El jueves pasado la calificadora Moody’s sorprendió al anunciar un cambio en su perspectiva crediticia del país, la que pasó de estable a negativa. La sorpresa no fue tanto por el sentido del anuncio como por el hecho de que Moody’s ni siquiera se esperó a conocer el Paquete Económico 2025 que se presentaría al día siguiente. La Secretaría de Hacienda trató de minimizar el efecto negativo de dicha revisión al enfatizar en un comunicado que Moody’s había ratificado el nivel de calificación crediticia del país, lo cual, en sentido estricto, también era cierto.

■ Tarea asignada A ■
Según el fragmento, ¿cómo cambió la perspectiva crediticia del país que anunció Moody’s?
■ Tarea asignada B ■
Actualiza el fragmento desde "El jueves pasado" hasta "también era cierto.", ambos incluidos, y escribe "presupuesto federal" en lugar de "Paquete Económico 2025".
Los datos que siguen son un material independiente del fragmento.

■ Datos proporcionados ■
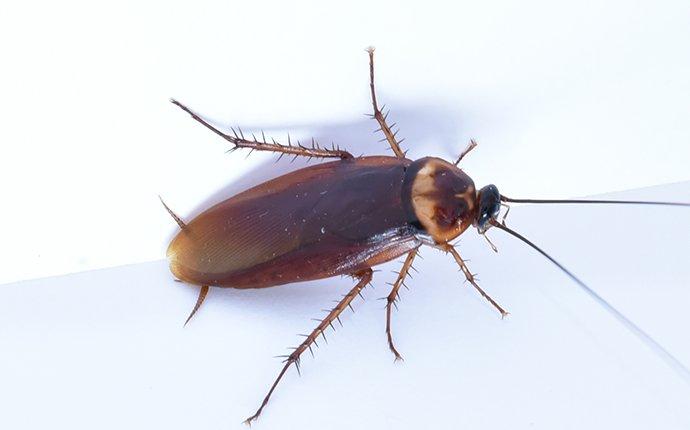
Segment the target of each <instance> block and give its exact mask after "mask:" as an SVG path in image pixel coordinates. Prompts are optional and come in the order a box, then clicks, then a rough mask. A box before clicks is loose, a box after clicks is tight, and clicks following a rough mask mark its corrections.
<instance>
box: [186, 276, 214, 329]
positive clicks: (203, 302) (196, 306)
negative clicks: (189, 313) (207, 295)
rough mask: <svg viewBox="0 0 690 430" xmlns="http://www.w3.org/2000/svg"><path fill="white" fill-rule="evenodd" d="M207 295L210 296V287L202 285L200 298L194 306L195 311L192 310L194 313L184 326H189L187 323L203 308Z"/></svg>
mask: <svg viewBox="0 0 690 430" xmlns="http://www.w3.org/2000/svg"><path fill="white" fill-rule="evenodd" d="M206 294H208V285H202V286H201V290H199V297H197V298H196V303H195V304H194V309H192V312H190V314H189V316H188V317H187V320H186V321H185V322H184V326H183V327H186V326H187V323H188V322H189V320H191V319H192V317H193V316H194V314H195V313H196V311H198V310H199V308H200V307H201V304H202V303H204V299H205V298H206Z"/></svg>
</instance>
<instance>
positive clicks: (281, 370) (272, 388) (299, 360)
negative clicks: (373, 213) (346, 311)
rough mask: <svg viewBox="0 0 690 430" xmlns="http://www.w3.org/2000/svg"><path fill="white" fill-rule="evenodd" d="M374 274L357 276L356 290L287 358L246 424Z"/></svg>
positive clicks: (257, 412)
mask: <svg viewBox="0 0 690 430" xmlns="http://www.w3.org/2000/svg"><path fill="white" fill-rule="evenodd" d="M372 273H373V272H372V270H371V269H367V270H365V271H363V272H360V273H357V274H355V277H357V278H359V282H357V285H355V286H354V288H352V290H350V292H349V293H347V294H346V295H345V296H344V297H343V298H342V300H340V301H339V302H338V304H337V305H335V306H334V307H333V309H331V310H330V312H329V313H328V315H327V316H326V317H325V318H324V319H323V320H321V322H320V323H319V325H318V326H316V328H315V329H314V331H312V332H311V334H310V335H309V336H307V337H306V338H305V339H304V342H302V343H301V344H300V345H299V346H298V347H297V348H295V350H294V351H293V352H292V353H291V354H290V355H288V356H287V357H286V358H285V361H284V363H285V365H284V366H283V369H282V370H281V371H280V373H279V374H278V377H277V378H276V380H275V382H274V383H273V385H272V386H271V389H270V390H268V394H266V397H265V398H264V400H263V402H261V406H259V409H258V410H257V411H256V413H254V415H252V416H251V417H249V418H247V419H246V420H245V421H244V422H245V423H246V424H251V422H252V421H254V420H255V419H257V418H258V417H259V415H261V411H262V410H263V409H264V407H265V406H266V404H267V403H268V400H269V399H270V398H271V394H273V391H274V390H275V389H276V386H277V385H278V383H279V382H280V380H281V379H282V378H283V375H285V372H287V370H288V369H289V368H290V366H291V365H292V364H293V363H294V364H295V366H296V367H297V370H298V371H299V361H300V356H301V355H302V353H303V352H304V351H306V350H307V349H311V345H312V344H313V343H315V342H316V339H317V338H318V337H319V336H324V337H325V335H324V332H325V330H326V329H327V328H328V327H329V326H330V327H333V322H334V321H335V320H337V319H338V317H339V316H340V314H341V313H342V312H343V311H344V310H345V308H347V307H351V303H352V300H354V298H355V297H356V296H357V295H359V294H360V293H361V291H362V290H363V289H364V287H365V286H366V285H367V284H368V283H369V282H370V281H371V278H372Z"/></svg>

■ Tu respuesta A ■
Pasó de estable a negativa.

■ Tu respuesta B ■
El jueves pasado la calificadora Moody’s sorprendió al anunciar un cambio en su perspectiva crediticia del país, la que pasó de estable a negativa. La sorpresa no fue tanto por el sentido del anuncio como por el hecho de que Moody’s ni siquiera se esperó a conocer el presupuesto federal que se presentaría al día siguiente. La Secretaría de Hacienda trató de minimizar el efecto negativo de dicha revisión al enfatizar en un comunicado que Moody’s había ratificado el nivel de calificación crediticia del país, lo cual, en sentido estricto, también era cierto.